Für seine Vision muss Harald Fassmer, Präsident des Verbands für Schiffbau und Meerestechnik, jedenfalls offenkundig nicht lange überlegen. Wie wäre es, schlägt er vor, wenn deutsche Werften und deutsche Reeder gemeinsam ein „supereffizientes“ Schiff bauten? Weltklasse und Spitzentechnik, Made in Germany? Ein Aushängeschild, das weltweit für Bewunderung sorgt? Auf dem Podium, dem weitere Spitzenvertreterinnen und -vertreter der maritimen Wirtschaft angehören, sorgt der Vorschlag für Anklang. „Da sind wir dabei“, sagt Dr. Gaby Bornheim, Präsidentin des Verbands Deutscher Reeder. Man müsse schließlich, meint sie, gemeinsam an einem Strang ziehen. Vom Reden ins Handeln kommen – und Visionen in die Tat umsetzen.
.....
* _AUFGABENSTELLUNG_:
1: Nenne bitte alle Sätze im Auszug, die mit einem Fragezeichen enden.
2: Setze den Auszug über Harald Fassmers Vorschlag eines gemeinsamen Schiffs nach seinem letzten Satz fort.
.....
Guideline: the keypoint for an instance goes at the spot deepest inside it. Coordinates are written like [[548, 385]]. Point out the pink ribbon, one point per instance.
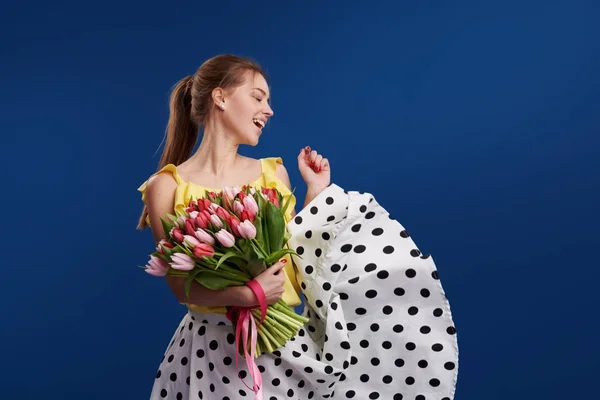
[[245, 324]]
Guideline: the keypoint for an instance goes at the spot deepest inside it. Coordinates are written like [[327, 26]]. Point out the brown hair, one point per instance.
[[191, 103]]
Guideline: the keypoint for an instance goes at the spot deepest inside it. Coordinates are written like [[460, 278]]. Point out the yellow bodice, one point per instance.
[[185, 191]]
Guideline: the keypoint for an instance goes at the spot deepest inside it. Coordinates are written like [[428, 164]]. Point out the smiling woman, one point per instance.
[[229, 97]]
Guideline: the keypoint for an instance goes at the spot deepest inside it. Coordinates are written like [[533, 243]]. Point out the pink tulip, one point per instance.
[[238, 208], [177, 234], [182, 262], [234, 224], [190, 241], [247, 230], [160, 247], [225, 238], [250, 205], [203, 250], [215, 220], [202, 219], [204, 236], [190, 229], [157, 267]]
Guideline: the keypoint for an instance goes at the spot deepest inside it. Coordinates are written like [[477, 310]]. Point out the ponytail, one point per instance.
[[182, 132]]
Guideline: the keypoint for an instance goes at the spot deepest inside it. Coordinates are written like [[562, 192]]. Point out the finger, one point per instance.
[[275, 268]]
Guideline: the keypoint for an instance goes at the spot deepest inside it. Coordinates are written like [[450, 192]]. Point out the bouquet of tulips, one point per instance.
[[227, 239]]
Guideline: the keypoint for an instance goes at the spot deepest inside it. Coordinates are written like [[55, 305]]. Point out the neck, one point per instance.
[[216, 154]]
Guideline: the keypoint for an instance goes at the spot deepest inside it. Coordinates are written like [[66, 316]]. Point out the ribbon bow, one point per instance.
[[245, 324]]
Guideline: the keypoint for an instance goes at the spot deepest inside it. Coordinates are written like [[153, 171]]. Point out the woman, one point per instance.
[[228, 97]]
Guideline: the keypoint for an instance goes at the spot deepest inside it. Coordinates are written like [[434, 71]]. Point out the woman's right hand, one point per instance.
[[271, 280]]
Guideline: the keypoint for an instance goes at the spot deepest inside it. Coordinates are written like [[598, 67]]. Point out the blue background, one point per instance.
[[474, 123]]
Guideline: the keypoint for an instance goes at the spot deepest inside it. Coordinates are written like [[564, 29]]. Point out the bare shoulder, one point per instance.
[[160, 199], [282, 174]]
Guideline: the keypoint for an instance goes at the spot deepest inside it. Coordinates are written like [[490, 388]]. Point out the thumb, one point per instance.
[[278, 266]]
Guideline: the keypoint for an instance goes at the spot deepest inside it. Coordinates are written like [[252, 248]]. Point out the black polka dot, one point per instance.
[[437, 347], [346, 248], [383, 274], [230, 338], [359, 249], [370, 267]]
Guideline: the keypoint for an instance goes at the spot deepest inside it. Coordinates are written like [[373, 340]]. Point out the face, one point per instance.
[[247, 109]]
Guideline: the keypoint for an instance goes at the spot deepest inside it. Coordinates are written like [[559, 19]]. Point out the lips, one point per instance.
[[259, 123]]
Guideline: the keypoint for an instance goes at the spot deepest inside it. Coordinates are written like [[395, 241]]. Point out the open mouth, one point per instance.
[[259, 123]]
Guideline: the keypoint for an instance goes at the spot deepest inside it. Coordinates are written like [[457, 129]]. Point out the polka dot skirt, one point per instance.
[[380, 325]]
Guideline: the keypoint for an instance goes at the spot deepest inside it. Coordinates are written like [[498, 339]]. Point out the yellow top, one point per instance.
[[185, 191]]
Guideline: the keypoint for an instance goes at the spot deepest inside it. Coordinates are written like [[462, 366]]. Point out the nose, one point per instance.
[[268, 110]]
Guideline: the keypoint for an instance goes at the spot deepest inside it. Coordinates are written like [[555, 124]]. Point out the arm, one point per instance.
[[160, 194], [282, 174]]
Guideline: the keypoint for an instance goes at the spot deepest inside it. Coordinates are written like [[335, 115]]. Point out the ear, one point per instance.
[[218, 96]]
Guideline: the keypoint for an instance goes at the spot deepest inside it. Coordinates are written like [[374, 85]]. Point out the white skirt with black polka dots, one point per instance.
[[380, 324]]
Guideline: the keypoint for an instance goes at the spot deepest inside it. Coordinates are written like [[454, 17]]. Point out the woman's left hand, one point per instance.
[[314, 169]]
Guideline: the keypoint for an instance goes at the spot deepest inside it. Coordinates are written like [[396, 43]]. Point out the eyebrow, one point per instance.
[[263, 92]]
.....
* _LÖSUNGEN_:
1:
- Wie wäre es, schlägt er vor, wenn deutsche Werften und deutsche Reeder gemeinsam ein „supereffizientes“ Schiff bauten?
- Weltklasse und Spitzentechnik, Made in Germany?
- Ein Aushängeschild, das weltweit für Bewunderung sorgt?

2:
Es ist nicht die einzige Vision, die an diesem Tag während der Konferenz „Maritime Transformation – Wegbereiterin für die Zukunft“ greifbar wird, zu der zahlreiche weitere Gäste geladen sind. Rund 100 Teilnehmer*innen haben sich dazu auf Einladung des Deutschen Maritimen Zentrums am 15. Juni 2023 im Bundesministerium für Digitales und Verkehr (BMDV) in Berlin versammelt.
Mit rund 500.000 Mitarbeitenden und einer Wertschöpfung von über 50 Mrd. Euro jährlich zählt die maritime Wirtschaft zu den wichtigsten Wirtschaftszweigen Deutschlands. Für Importe wie Exporte ist die Handelsnation Deutschland auf die maritime Wirtschaft angewiesen, zu der u.a. der Schiffbau zählt, die Infrastruktur der Häfen, dazu der Schiffsbetrieb, der Offshore-Bereich sowie zahlreiche maritime Dienstleistungen.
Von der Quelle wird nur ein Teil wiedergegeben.